[begin DATA ROWS]

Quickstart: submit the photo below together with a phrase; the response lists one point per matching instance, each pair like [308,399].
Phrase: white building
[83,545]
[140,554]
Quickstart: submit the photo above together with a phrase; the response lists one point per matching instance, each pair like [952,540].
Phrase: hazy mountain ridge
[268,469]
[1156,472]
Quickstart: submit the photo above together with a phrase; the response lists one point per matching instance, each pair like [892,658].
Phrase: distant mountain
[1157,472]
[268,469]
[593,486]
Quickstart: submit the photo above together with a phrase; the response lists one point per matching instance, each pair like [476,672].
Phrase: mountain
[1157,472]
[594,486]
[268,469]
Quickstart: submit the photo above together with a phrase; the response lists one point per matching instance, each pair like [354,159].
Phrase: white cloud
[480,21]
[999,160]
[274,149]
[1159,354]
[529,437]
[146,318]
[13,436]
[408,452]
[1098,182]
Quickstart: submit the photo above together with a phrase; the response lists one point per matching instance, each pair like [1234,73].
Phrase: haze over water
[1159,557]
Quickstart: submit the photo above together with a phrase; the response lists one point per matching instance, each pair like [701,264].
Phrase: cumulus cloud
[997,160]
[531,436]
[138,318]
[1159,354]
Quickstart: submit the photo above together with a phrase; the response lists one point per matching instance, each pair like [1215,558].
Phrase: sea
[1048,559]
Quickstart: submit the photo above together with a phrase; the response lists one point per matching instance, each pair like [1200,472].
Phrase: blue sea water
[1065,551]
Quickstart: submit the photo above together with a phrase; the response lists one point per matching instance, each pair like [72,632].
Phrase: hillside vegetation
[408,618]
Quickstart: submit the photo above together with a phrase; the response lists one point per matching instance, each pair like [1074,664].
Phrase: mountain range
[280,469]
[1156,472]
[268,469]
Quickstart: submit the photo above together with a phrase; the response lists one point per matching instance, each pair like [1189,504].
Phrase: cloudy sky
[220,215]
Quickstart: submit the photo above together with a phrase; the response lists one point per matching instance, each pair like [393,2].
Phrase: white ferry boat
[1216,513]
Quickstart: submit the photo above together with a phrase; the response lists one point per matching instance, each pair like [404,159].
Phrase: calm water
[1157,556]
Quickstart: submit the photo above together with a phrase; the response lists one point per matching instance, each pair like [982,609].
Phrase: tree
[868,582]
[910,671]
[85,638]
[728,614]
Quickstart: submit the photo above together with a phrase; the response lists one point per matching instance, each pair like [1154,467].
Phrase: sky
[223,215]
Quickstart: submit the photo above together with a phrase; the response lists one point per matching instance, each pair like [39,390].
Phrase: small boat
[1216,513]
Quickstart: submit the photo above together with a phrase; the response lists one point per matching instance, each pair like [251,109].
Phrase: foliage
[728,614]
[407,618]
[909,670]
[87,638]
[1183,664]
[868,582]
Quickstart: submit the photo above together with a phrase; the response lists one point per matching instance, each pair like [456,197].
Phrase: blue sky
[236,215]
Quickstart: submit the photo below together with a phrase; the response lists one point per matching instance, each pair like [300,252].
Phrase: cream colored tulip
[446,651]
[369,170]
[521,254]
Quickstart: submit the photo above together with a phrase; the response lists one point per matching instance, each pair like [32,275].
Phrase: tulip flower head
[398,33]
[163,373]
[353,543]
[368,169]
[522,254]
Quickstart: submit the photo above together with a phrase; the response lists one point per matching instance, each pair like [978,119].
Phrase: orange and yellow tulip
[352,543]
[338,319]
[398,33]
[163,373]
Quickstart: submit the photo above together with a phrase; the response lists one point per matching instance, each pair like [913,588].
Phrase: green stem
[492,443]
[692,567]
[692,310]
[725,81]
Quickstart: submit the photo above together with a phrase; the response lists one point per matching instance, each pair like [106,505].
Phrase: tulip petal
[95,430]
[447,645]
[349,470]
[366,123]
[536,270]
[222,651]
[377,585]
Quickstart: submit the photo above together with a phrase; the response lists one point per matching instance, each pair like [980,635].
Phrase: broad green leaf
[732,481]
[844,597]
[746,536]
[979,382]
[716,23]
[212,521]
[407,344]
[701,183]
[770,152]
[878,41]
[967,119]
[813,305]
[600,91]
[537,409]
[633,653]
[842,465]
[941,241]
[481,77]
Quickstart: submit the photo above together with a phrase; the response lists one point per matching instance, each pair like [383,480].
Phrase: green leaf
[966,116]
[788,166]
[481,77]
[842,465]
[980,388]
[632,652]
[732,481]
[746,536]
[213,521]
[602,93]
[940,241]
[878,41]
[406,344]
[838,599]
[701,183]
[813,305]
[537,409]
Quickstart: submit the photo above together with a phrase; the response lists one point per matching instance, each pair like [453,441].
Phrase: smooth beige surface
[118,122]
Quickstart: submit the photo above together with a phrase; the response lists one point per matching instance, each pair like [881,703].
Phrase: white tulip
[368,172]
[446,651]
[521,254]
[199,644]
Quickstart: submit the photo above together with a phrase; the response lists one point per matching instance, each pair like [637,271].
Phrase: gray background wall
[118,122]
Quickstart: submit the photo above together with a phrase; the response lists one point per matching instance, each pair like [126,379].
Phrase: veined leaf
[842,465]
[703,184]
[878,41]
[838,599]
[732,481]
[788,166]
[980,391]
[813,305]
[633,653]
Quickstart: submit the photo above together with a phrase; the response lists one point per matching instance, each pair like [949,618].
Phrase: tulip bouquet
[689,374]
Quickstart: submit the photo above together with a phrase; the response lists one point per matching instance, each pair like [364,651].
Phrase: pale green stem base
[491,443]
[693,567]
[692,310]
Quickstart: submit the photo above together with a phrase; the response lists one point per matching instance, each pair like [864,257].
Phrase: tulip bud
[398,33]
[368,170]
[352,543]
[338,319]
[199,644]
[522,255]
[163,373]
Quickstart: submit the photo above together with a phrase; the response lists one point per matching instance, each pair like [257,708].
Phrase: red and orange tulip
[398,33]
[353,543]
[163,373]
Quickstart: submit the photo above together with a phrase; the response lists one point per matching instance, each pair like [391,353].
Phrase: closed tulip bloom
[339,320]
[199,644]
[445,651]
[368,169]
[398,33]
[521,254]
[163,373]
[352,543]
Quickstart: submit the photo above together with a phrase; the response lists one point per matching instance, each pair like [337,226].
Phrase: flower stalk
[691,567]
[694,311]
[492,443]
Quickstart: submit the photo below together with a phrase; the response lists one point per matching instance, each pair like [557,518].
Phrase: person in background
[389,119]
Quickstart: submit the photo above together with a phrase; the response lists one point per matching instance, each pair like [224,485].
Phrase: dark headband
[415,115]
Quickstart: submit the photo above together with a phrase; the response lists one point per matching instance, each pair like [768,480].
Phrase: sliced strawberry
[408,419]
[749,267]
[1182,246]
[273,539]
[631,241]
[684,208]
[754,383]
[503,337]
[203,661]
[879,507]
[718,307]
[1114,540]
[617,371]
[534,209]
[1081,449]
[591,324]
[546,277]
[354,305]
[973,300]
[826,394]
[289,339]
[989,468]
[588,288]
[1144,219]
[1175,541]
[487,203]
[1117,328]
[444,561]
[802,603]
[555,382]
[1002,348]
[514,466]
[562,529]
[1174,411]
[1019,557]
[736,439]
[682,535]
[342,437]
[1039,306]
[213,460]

[end DATA ROWS]

- SHORT EXERCISE
Copy out each record from above, exactly.

- EXERCISE SOLUTION
Quickstart: submit the photo below together with a phrase; the response lists one point per matching instance, each pair like [308,399].
Phrase: white building
[83,545]
[140,554]
Quickstart: submit the photo above together with a phrase; the response lists one point per matching instance, each pair like [952,540].
Phrase: hazy mountain ridge
[268,469]
[1156,472]
Quickstart: submit the photo above together with a phrase; the response lists one point per matching instance, each pair like [892,658].
Phrase: distant mountain
[1157,472]
[268,469]
[593,486]
Quickstart: submit the photo above together with a phrase; the response lists one point per matching instance, each pair like [476,672].
Phrase: mountain
[1157,472]
[594,486]
[268,469]
Quickstart: submit the photo above together with a phrase; the response lists one point per matching instance, each pair like [354,159].
Phrase: white cloud
[480,21]
[999,160]
[274,149]
[1159,354]
[529,437]
[146,318]
[13,436]
[408,452]
[1098,182]
Quickstart: submit the photo above together with a phrase; the response lists one point per matching instance, each pair like [1234,73].
Phrase: haze over water
[1159,557]
Quickstart: submit the photo above together with a phrase; the response lists one point per matching instance, each pair like [701,264].
Phrase: cumulus cloud
[997,160]
[531,436]
[138,318]
[1159,354]
Quickstart: submit the photo above together with a phrase; the response lists one point per matching instance, each pair like [1215,558].
Phrase: sea
[1048,559]
Quickstart: submit the photo above together with a phrase; the response lists one point per matching instance, each pair like [1200,472].
Phrase: blue sea water
[1065,551]
Quickstart: submit the photo above together with a phrase; the response lists one point per matching instance, each pair like [72,632].
Phrase: hillside vegetation
[408,618]
Quickstart: submit the photo above together with a phrase; the response lists one point per matching instance, each pair like [1074,664].
Phrase: mountain range
[280,469]
[1156,472]
[268,469]
Quickstart: submit the photo above together with a phrase; the response lists one point per matching instance, each pair like [1189,504].
Phrase: cloudy sky
[220,215]
Quickstart: submit the photo above together with a phrase; the response lists one point per matching instance, each pair like [393,2].
Phrase: white ferry boat
[1216,513]
Quickstart: submit the photo above together with a phrase; the response lists one point per matching instance, each pair like [404,159].
Phrase: calm water
[1157,556]
Quickstart: submit the photo above together with a phrase; the response lists one point per matching instance, each pair like [982,609].
Phrase: tree
[868,582]
[910,671]
[85,638]
[728,614]
Quickstart: submit the photo above together with a phrase; the response lists one point per matching instance, each pair like [1154,467].
Phrase: sky
[223,215]
Quickstart: submit the photo above together with a phrase; the response lists one point per matching instance, each pair like [39,390].
Phrase: small boat
[1216,513]
Quickstart: submit the photo above together with a phrase; the response lists one point per matching instance, each pair like [251,109].
Phrase: foliage
[728,614]
[407,618]
[909,670]
[87,638]
[1183,664]
[868,582]
Quickstart: submit the photo above together with a phrase; the response lists one point per matching instance, each pair like [456,197].
Phrase: blue sky
[236,215]
Quickstart: submit the photo below together with a phrase; the response lists one point per matching instance, each pair like [300,252].
Phrase: cream colored tulip
[446,651]
[369,170]
[521,254]
Quickstart: submit the photo above together with a phrase; the response lists one point per matching instance, each pair like [32,275].
Phrase: tulip flower head
[398,33]
[163,373]
[353,543]
[368,169]
[522,254]
Quickstart: submit the photo above together with a phrase; the response lists one point per matching instance, each pair like [978,119].
Phrase: orange and yellow tulip
[352,543]
[338,319]
[398,33]
[163,373]
Quickstart: submit the photo above together with a phrase; the response lists one point per matching instance, each pair like [913,588].
Phrase: green stem
[492,443]
[692,567]
[692,310]
[725,81]
Quickstart: submit the photo above together with a phrase; the response lists one point per matching instance, each pair like [106,505].
Phrase: tulip petal
[95,430]
[447,645]
[349,470]
[366,123]
[536,270]
[222,651]
[377,585]
Quickstart: submit the photo above together with a phrase; the response lists one point per matching instance, each pair like [980,635].
Phrase: broad green leaf
[732,481]
[844,597]
[746,536]
[979,382]
[716,23]
[212,521]
[407,344]
[701,183]
[770,152]
[878,41]
[967,119]
[813,305]
[600,91]
[537,409]
[633,653]
[842,465]
[941,241]
[481,77]
Quickstart: submit the photo above together with a phrase; the response lists one point per matching instance, each pair like [383,480].
Phrase: green leaf
[966,116]
[788,166]
[481,77]
[842,465]
[980,388]
[632,652]
[732,481]
[746,536]
[213,521]
[602,93]
[940,241]
[878,41]
[406,344]
[838,599]
[701,183]
[813,305]
[537,409]
Quickstart: submit the photo above together with a phrase; the response lists one point per matching instance, each pair like [453,441].
Phrase: smooth beige surface
[118,122]
Quickstart: submit the photo above together with a phrase; the response lists one point per matching instance, each pair like [881,703].
Phrase: white tulip
[368,172]
[446,651]
[521,254]
[199,644]
Quickstart: submit the photo above together with a phrase; the response lists one point per matching instance, each pair like [637,271].
Phrase: gray background wall
[118,122]
Quickstart: submit the photo above together with a phrase; the response lists one point per matching instance, each pair like [126,379].
Phrase: veined leaf
[842,465]
[703,184]
[878,41]
[838,599]
[732,481]
[788,166]
[980,391]
[813,305]
[633,653]
Quickstart: submit the photo above together with a phrase; the response lists one point per matching instance, each pair like [949,618].
Phrase: tulip bouquet
[689,374]
Quickstart: submit the photo above together with a phrase; the response lists one point per matching instance, each pair like [364,651].
Phrase: pale green stem base
[491,443]
[693,567]
[692,310]
Quickstart: submit the photo above together with a phrase; the response lists one point per matching instance, each pair like [864,257].
Phrase: tulip bud
[398,33]
[368,170]
[352,543]
[338,319]
[199,644]
[522,255]
[163,373]
Quickstart: submit the photo above together with a phrase; the response lists one point per matching instance, each pair like [257,708].
Phrase: red and orange tulip
[398,33]
[353,543]
[163,373]
Quickstart: submit the photo above together with a phrase; the response lists one point per matching instance, each pair like [391,353].
Phrase: closed tulip bloom
[339,320]
[199,644]
[445,651]
[368,169]
[398,33]
[521,254]
[163,373]
[352,543]
Quickstart: submit the photo above together with a phrase; the response lists one point per matching instance, each pair like [337,226].
Phrase: flower stalk
[691,567]
[694,311]
[492,443]
Quickstart: submit the photo below together with a phrase; the response lists one point per matching instance, each pair like [557,518].
Phrase: person in background
[389,119]
Quickstart: submit the photo above together with a phrase; the response lists one point per matching instance, each pair like [224,485].
Phrase: dark headband
[415,115]
Quickstart: submit the photo above together with a phrase; the response lists one point per matching instance, each pair like [768,480].
Phrase: sliced strawberry
[408,419]
[749,267]
[1182,246]
[273,539]
[631,241]
[684,208]
[754,383]
[503,337]
[203,661]
[879,507]
[718,307]
[1114,540]
[617,371]
[534,209]
[1081,449]
[591,324]
[546,277]
[354,305]
[973,300]
[826,394]
[289,339]
[989,468]
[588,288]
[1144,219]
[1175,541]
[487,203]
[1117,328]
[444,561]
[802,603]
[555,382]
[1002,348]
[514,466]
[562,529]
[1174,411]
[1019,557]
[736,439]
[682,535]
[342,437]
[1039,306]
[213,460]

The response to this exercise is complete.